Retype the material in full, keeping every word the same.

○ ○ ○ ○

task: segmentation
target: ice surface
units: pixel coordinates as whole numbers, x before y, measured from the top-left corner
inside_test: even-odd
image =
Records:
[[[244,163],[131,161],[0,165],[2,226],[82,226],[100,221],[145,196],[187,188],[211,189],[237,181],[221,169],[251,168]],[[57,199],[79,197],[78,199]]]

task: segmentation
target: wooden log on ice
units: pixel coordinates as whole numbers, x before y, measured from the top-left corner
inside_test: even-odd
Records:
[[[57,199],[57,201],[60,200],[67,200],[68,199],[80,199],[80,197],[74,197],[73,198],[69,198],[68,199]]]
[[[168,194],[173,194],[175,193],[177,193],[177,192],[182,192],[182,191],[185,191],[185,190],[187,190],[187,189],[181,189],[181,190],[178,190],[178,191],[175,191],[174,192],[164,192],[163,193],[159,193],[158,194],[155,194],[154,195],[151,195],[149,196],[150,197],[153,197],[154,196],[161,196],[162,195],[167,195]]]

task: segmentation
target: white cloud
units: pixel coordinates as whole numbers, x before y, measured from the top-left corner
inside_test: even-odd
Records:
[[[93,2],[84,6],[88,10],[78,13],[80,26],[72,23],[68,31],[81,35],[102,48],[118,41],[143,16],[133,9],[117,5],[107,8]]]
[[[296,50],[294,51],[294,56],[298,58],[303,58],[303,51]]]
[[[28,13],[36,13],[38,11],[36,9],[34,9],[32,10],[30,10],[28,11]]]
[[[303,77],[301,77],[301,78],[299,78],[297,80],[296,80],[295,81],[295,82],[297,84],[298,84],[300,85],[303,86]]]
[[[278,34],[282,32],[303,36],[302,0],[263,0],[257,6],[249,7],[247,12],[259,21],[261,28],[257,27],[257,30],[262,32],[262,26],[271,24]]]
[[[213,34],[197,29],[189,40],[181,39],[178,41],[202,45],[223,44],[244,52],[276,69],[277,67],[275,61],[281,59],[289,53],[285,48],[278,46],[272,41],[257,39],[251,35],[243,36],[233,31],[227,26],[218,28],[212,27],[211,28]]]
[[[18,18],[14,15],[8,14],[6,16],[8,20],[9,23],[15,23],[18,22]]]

○ ○ ○ ○

◆ FINISHED ANSWER:
task: segmentation
target: ice surface
units: pixel coordinates as whole numbers, x before y, measured from the top-left corner
inside_test: even-odd
image =
Records:
[[[244,163],[131,161],[0,165],[2,226],[82,226],[100,221],[145,196],[187,188],[211,189],[237,181],[221,169],[251,168]],[[57,199],[79,197],[78,199]]]

task: segmentation
target: wooden log on ice
units: pixel coordinates as whole numbers, x before y, measured from the top-left corner
inside_test: even-odd
Records:
[[[57,199],[57,201],[60,200],[67,200],[68,199],[80,199],[80,197],[74,197],[73,198],[69,198],[68,199]]]
[[[168,194],[173,194],[175,193],[177,193],[177,192],[182,192],[182,191],[185,191],[185,190],[187,190],[187,189],[181,189],[181,190],[178,190],[178,191],[175,191],[174,192],[164,192],[163,193],[159,193],[158,194],[155,194],[154,195],[151,195],[149,196],[150,197],[153,197],[154,196],[161,196],[162,195],[167,195]]]

task: segmentation
target: white cloud
units: pixel coordinates as whole numbers, x before y, measured from the top-left corner
inside_test: even-odd
Records:
[[[93,2],[84,6],[88,10],[78,13],[80,26],[72,23],[68,31],[81,35],[102,48],[118,41],[143,16],[133,9],[117,5],[107,8]]]
[[[296,50],[294,51],[294,56],[298,58],[303,58],[303,51]]]
[[[28,13],[36,13],[38,11],[36,9],[34,9],[32,10],[30,10],[28,11]]]
[[[303,77],[301,77],[301,78],[299,78],[297,80],[296,80],[295,81],[295,82],[297,84],[298,84],[300,85],[303,86]]]
[[[278,34],[282,32],[303,36],[302,0],[263,0],[257,6],[249,7],[247,12],[259,21],[261,28],[257,27],[257,30],[262,32],[262,26],[271,24]]]
[[[213,34],[197,29],[189,40],[181,39],[178,41],[202,45],[223,44],[244,52],[276,69],[277,67],[275,61],[281,59],[289,53],[285,48],[278,46],[272,41],[257,39],[251,35],[243,36],[233,31],[227,26],[218,28],[212,27],[211,28]]]
[[[18,18],[14,15],[8,14],[6,16],[8,20],[9,23],[15,23],[18,22]]]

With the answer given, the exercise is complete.